The task –
Swap every "lower lip" in the listing below for "upper lip", then write out the listing again with nothing else changed and without the pictures.

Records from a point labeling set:
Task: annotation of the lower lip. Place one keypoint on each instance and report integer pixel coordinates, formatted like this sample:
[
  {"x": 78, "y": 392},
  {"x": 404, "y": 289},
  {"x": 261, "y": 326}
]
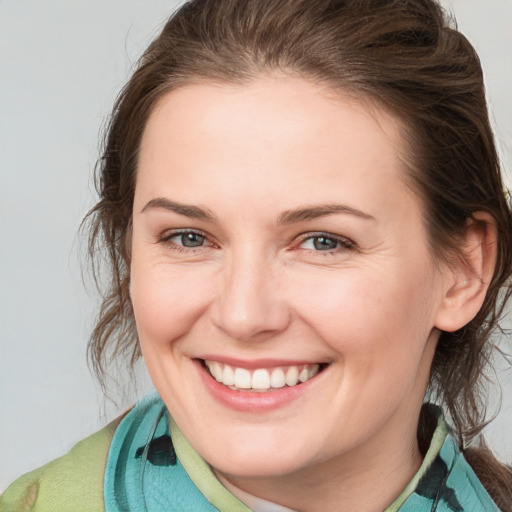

Correct result –
Task: annotation of the upper lip. Place one keypoint on each instance and report integer pixel coordinates, formatted like this sample:
[
  {"x": 78, "y": 392},
  {"x": 404, "y": 289},
  {"x": 261, "y": 326}
]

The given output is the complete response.